E allora, come tutte
le persone in difficoltà, si fa prendere la mano ed esagera: gli sport indicati
non sono mai meno di quattro e non è solo roba banale tipo calcio o tennis: si
va dal football americano al tiro con l'arco, passando per il chilometro
lanciato; tanto, come fanno a controllare?
Certo, bisogna poi
avere il coraggio di rispondere: «In gioventù» a un allibito capo del
personale che, squadrando il fisico imbolsito del presunto superingegnere, gli
chiede dubbioso: «Campione del mondo di snowboard?».
I più sofisticati
inseriscono anche qualche disciplina orientale, tipo tae kwon do o judo, a
indicare un perfetto connubio tra corpo e spirito. Il parallelismo con
l'ingegneria, connubio tra tecnica e intelletto, è immediato. E’ chiaro che
per costruire un grattacielo nessuno sarà più adatto di un karateka e pazienza
se ha preso solo 19 in Scienza delle Costruzioni.
E non si pensi che
ogni ingegnere abbia un solo curriculum; al contrario, gli hobby sono inventati
accuratamente in funzione della società alla cui porta si sta bussando. Si
manda il cv a una multinazionale che pretende frequenti spostamenti? Hobby:
viaggiare, imparare nuove lingue, collezionare modellini di treni e aerei. Si
cerca lavoro nel ramo meccanica? «Adoro passare il mio tempo libero facendo dei
lavoretti col tornio».

# VOCI ESTRATTE:
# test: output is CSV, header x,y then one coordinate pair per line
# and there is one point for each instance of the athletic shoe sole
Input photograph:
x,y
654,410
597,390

# LAVORO DA SVOLGERE:
a - Modifica il testo sul curriculum degli ingegneri tra "Certo, bisogna poi" e "Scienza delle Costruzioni.", estremi inclusi, e riportalo sostituendo "connubio" con "legame".
b - Converti tutte le voci estratte in una tabella Markdown con le colonne "n" e "Riga". Numera ogni riga e tralascia quelle vuote.

# ESERCIZI RISOLTI:
a -
Certo, bisogna poi
avere il coraggio di rispondere: «In gioventù» a un allibito capo del
personale che, squadrando il fisico imbolsito del presunto superingegnere, gli
chiede dubbioso: «Campione del mondo di snowboard?».
I più sofisticati
inseriscono anche qualche disciplina orientale, tipo tae kwon do o judo, a
indicare un perfetto legame tra corpo e spirito. Il parallelismo con
l'ingegneria, legame tra tecnica e intelletto, è immediato. E’ chiaro che
per costruire un grattacielo nessuno sarà più adatto di un karateka e pazienza
se ha preso solo 19 in Scienza delle Costruzioni.

b -
| n | Riga |
|---|---|
| 1 | # test: output is CSV, header x,y then one coordinate pair per line |
| 2 | # and there is one point for each instance of the athletic shoe sole |
| 3 | Input photograph: |
| 4 | x,y |
| 5 | 654,410 |
| 6 | 597,390 |